### [TASK GOAL]
Retype, word for word, the lines from the first line of the entries through the line that holds "Target: sky"; leave out the pictures.

### [DATA SUPPLIED]
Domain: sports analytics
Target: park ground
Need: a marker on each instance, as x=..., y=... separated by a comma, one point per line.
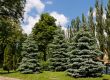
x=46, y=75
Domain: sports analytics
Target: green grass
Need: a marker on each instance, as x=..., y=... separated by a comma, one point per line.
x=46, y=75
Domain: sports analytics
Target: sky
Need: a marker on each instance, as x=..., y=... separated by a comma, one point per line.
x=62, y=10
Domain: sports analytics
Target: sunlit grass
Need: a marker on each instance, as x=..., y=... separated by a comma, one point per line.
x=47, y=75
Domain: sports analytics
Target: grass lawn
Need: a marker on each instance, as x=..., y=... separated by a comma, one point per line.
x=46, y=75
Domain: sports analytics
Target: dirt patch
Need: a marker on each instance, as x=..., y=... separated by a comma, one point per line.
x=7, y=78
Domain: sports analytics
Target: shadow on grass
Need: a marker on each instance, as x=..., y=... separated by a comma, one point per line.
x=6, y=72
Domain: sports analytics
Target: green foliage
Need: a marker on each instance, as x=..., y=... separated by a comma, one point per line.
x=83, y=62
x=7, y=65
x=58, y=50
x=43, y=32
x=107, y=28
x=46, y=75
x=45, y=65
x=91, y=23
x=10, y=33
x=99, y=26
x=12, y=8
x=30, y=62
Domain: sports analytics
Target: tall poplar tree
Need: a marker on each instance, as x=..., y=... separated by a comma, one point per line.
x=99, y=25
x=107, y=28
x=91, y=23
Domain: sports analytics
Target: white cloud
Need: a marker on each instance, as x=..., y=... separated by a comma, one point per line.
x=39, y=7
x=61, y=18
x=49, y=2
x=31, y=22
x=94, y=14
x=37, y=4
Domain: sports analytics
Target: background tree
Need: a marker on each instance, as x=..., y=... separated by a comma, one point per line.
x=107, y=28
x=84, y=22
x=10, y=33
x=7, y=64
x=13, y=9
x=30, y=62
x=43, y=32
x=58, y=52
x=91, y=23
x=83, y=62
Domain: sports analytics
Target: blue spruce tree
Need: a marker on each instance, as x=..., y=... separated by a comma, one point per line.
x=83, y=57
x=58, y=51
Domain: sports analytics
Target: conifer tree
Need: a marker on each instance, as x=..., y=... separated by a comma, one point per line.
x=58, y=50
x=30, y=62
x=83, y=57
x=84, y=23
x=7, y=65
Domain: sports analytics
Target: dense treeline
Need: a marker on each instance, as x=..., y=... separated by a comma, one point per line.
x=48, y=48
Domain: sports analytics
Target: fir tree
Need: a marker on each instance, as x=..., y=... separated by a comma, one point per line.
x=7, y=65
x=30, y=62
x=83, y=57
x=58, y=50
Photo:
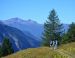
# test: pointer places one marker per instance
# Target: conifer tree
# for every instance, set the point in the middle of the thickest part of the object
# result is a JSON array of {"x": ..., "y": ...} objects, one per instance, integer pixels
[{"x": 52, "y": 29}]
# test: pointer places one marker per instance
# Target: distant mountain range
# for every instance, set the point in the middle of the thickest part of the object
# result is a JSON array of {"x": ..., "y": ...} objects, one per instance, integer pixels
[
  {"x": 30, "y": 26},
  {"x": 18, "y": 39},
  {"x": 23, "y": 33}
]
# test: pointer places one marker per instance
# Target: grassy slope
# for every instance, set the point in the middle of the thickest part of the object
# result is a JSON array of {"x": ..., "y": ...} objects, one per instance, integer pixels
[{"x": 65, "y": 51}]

### [OUTPUT]
Domain: sports analytics
Target: park ground
Need: a marker on each instance, as x=..., y=... separated by a comma, one point per line.
x=46, y=75
Domain: sports analytics
Target: green grass
Need: a marker on each instance, as x=..., y=... separated by a comma, one point per line.
x=46, y=75
Domain: sports analytics
Target: sky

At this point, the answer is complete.